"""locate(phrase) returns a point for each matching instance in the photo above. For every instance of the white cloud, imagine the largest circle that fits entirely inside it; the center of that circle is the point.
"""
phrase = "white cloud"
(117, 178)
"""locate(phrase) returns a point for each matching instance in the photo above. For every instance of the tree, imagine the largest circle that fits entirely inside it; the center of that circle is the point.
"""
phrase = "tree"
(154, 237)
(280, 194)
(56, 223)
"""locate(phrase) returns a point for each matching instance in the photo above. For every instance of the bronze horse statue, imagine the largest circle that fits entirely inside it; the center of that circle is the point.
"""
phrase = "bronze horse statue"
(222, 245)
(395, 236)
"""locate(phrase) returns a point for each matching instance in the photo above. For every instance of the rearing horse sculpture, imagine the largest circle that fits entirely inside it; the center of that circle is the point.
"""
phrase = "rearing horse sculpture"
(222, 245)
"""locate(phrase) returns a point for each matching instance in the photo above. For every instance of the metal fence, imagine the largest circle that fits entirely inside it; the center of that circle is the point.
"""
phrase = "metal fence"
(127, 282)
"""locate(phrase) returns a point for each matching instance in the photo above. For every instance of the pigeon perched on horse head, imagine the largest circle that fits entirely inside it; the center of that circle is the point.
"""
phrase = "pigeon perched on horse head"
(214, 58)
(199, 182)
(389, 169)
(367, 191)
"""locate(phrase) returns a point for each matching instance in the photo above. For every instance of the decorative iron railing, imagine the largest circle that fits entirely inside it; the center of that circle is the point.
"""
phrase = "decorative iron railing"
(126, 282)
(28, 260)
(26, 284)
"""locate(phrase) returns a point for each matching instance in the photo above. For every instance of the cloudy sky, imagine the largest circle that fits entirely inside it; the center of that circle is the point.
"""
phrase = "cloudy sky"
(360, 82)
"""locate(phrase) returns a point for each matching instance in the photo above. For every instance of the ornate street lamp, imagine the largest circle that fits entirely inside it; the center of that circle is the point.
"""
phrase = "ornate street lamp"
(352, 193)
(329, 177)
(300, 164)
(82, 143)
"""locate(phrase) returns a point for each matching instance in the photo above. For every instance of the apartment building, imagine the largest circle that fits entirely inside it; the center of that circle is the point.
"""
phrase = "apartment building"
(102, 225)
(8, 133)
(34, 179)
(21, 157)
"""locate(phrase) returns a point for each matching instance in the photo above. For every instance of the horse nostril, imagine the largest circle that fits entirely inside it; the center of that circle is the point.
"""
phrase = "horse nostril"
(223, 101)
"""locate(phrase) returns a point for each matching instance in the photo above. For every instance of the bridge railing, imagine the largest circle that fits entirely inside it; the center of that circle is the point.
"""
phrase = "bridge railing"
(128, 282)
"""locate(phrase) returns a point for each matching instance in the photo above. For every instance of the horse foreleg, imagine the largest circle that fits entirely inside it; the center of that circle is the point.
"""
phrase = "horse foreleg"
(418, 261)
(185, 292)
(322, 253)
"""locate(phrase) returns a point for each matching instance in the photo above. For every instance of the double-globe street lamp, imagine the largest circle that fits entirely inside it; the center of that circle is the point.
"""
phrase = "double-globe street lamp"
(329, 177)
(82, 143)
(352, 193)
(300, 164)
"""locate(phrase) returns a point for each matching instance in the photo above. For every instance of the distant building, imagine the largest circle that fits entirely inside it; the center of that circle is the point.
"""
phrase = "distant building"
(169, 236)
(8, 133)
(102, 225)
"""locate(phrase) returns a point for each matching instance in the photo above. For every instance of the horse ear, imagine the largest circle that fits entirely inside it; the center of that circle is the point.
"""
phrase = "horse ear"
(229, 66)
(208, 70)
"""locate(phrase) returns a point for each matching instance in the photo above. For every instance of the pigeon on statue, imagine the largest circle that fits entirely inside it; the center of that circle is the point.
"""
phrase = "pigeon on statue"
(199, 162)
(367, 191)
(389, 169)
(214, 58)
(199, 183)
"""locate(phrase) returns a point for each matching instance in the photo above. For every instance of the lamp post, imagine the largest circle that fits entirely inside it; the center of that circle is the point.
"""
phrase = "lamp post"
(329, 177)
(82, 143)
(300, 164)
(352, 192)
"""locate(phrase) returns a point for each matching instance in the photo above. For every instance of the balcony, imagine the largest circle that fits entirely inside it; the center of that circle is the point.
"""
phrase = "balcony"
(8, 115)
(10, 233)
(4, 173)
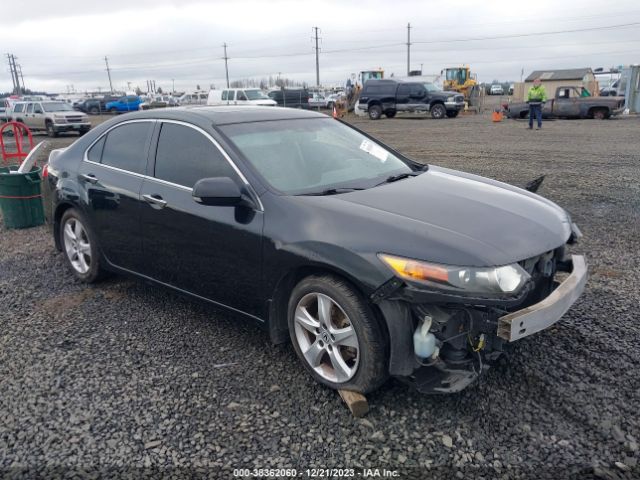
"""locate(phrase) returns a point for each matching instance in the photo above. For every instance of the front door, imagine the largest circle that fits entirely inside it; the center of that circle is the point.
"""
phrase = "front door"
(111, 176)
(567, 104)
(211, 251)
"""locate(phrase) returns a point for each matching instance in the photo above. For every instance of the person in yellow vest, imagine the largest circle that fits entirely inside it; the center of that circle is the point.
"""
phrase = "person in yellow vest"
(535, 98)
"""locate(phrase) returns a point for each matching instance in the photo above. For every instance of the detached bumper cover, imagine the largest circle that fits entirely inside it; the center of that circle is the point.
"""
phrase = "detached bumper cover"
(530, 320)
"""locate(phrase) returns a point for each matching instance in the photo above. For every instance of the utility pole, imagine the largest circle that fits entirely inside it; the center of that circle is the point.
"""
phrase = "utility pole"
(317, 57)
(408, 48)
(13, 77)
(226, 66)
(106, 61)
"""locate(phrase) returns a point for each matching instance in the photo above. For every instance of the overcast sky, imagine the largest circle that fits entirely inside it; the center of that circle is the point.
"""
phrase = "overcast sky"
(64, 42)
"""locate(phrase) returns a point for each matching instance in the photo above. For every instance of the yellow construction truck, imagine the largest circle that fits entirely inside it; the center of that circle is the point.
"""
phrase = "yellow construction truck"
(460, 79)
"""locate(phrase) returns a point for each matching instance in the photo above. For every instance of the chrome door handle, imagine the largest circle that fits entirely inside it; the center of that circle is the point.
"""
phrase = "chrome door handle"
(155, 201)
(89, 177)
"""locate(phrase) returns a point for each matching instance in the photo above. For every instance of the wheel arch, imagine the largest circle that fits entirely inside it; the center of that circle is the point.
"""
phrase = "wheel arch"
(57, 216)
(277, 321)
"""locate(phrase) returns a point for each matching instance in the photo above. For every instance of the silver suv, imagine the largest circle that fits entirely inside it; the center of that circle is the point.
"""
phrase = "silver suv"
(52, 116)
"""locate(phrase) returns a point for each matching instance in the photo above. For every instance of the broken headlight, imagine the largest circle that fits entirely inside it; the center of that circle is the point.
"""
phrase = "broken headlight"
(479, 280)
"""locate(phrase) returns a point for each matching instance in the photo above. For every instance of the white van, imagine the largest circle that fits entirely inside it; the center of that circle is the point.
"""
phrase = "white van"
(239, 96)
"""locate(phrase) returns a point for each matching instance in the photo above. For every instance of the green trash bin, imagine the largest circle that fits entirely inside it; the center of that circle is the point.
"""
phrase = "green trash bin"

***

Excluding the pictures, restate the records above word for word.

"""locate(phrase) returns a point for each matching instance in the photo above. For every instance of the white cloud, imagine the largest circle that fits entirely inside it; the center of that circle is the point.
"""
phrase = "white cloud"
(117, 178)
"""locate(phrase) returns a point for each matching instance in the photo above. For every instance of the tree, imagine the largest circle that fits entirely inside it; the center of that circle is the point.
"""
phrase = "tree"
(154, 237)
(280, 194)
(56, 223)
"""locate(phrase) returns a point for each matching instance in the photo above. For every instance of the bronze horse statue, imagine the largest circle that fits entirely inside it; the center of that circle is the point.
"""
phrase = "bronze horse statue"
(222, 245)
(395, 236)
"""locate(phrase) returns a point for each matching instance in the photo above. For every instance of the rearing horse sculpture, imagine the largest circle that fits entirely inside it; the center of that circle is the point.
"""
phrase = "rearing horse sculpture"
(222, 245)
"""locate(phrase) returns a point for each matching instance in the photo above. For every instance of the metal fence, imagine the largest circle that fits entirely inside it; the center of that circle is the point.
"""
phrase = "metal fence"
(127, 282)
"""locate(phrase) returns a point for each matching instance in the photo above. For every instance of the pigeon perched on horse head, imagine the largest circle that fits entirely inside it; the center of that circle is the point.
"""
phrase = "pigeon perched on horse head"
(214, 58)
(199, 182)
(389, 169)
(367, 191)
"""locate(phrase) returns a point for each matching instance in the photo above. For every instance of the decorative iron railing, imagine the largest circle that fits entirely inside it; the center of that circle is the point.
"""
phrase = "decorative iron railing"
(126, 282)
(28, 260)
(26, 284)
"""locate(phrase) returns a point for each matching instance in the photo above. For every instance of the cloudy sky, imagine the largest circle that fits entirely inside it; the center of that circle is the point.
"""
phrase = "cloudy sky"
(360, 82)
"""locate(phrase) returns a point for each matching instance in the photo above. For every instance of the ornate street lamp, imagine the largest circle that fits entirely inside it; the center of that circle is the point.
"""
phrase = "ornate street lamp"
(352, 193)
(329, 177)
(300, 164)
(82, 143)
"""locate(phrase) returns a point for each matching instance in the photo above. For every instance of the apartment building, imagine the largest circle that fits entirely inside it; the center of that circle is the point.
"""
phrase = "apartment building"
(102, 225)
(8, 133)
(34, 179)
(21, 157)
"""locate(phrase) returns a point for each matching instance in the photo above. For every instance of the horse nostril, imagine the largest circle that fits entirely inside it; the center of that circle is the point.
"""
phrase = "horse nostril"
(223, 101)
"""locate(phrase) returns a point for each matching instance in the photo above. For every instance of the bridge railing, imagine the largest circle that fits entirely inside it; the center of that circle is the point.
"""
phrase = "bridge railing"
(128, 282)
"""locate(phrase) returns a point for each matching instance in the photo above. For every instance of the horse foreleg, imagine the largest circle that fits entirely inside it; the center of that circle is the point.
"""
phrase = "horse foreleg"
(418, 261)
(185, 292)
(322, 253)
"""locate(phrase) returns a point for each matching instance in the photo above. For every instance of the double-globe street lamp, imagine the largest circle that fits entirely inside it; the center of that circle is the point.
"""
phrase = "double-globe street lamp"
(329, 177)
(82, 143)
(352, 193)
(300, 164)
"""locate(phrase) returns a point for each matching instance in the photo above. For every instance of the distant building, imagine the largest circle that fits entirely inside it; the center of that circle is the point.
"""
phrase = "distant building"
(169, 236)
(8, 133)
(102, 225)
"""locate(phrase) returns a point for each matching instance in the photo above. For every instance of the horse ear, imagine the largest circle that fits entirely inside it; the center of that circle is the point.
"""
phrase = "horse ear"
(229, 66)
(208, 70)
"""locate(phrase) returns a point for each matching instance in the photo above. For every instance of the pigeon on statue, imagine the largest circle that fits entirely inside it; the center of that circle is the point.
"""
phrase = "pigeon on statue"
(199, 162)
(367, 191)
(389, 169)
(214, 58)
(199, 183)
"""locate(phrase) returns a point for each matching instance in the photo above. For every instance of the lamp post, imagine the largest circle that fits entirely inside it; the center of that circle is the point.
"""
phrase = "lamp post"
(329, 177)
(82, 143)
(300, 164)
(352, 192)
"""locate(phrase) returns a point for each matching instance in the photo above. For every instance of the balcony, imagine the largest circle that fits entirely inside it; the center of that circle is the point.
"""
phrase = "balcony"
(8, 115)
(10, 233)
(4, 173)
"""locate(phrase) returns a point for each matching instance in the photo above. For every instance of the front door, imagine the largest circle that fits entirely inside it; the center of that circle is the point.
"""
phrase = "front door"
(111, 176)
(567, 104)
(211, 251)
"""locate(phrase) returns a point for each matching instance in the photo above. For every instance of the person in yellow vest, imagine the largest circle that fits entirely inside it; the center of that circle is the point.
"""
phrase = "person in yellow vest"
(535, 98)
"""locate(phrase) returns a point for each matching instance in the photo above. For every instance of the detached bumper cover, imagine the largest circle that fits entirely inside it; the center of that circle is the point.
"""
phrase = "detached bumper cover"
(530, 320)
"""locate(phrase) returns a point for each matching instance in the photo above. For every instance of the utility pole, imagine the largest circle that fits entirely inside it; the center of that circle is the point.
"""
phrase = "utility pole"
(317, 57)
(408, 48)
(13, 77)
(226, 66)
(106, 61)
"""locate(phrase) returns a point for each matching instance in the photo above. For every instance of the overcast sky, imagine the largest circle that fits entirely inside it; the center of that circle is the point.
"""
phrase = "overcast sky"
(64, 42)
"""locate(phrase) returns a point for each matching instance in the photo above. For every instance of the yellow construction truck, imagine the largest circle that fits entirely inside it; the center of that circle is the point.
"""
phrase = "yellow construction truck"
(460, 79)
"""locate(phrase) returns a point for each matching instance in the photo above. For every instance of the chrome door handle, imagine the largest circle that fits entirely inside it; the center of that circle is the point.
"""
phrase = "chrome door handle"
(155, 201)
(89, 177)
"""locate(phrase) returns a point for each matching instance in the photo above. For every instance of the wheel arch, imagine the largest circle that fits entirely inside it; the center of that circle is the point.
"""
phrase = "wheel arch"
(57, 216)
(277, 321)
"""locate(phrase) returns a point for each matching instance in the photo above. For every instance of the silver suv, imagine the largest circle that fits entirely inside it; the center of that circle is the point.
"""
phrase = "silver suv"
(52, 116)
"""locate(phrase) returns a point for each matching instance in the photo above. For every instance of the broken headlight, imagine the largest circle that fits entirely inside it; the center of that circle is the point.
"""
phrase = "broken headlight"
(479, 280)
"""locate(phrase) returns a point for each matching instance in the photo above. For every instance of the white van, imagine the largest circle that fits entirely inside it; the center of that circle is the point.
"""
phrase = "white van"
(239, 96)
"""locate(phrase) returns a point for each matching instance in the photo above. For every instance of the green trash bin, imagine the largest circle that fits entirely inside it; the center of that circle is the point.
"""
phrase = "green trash bin"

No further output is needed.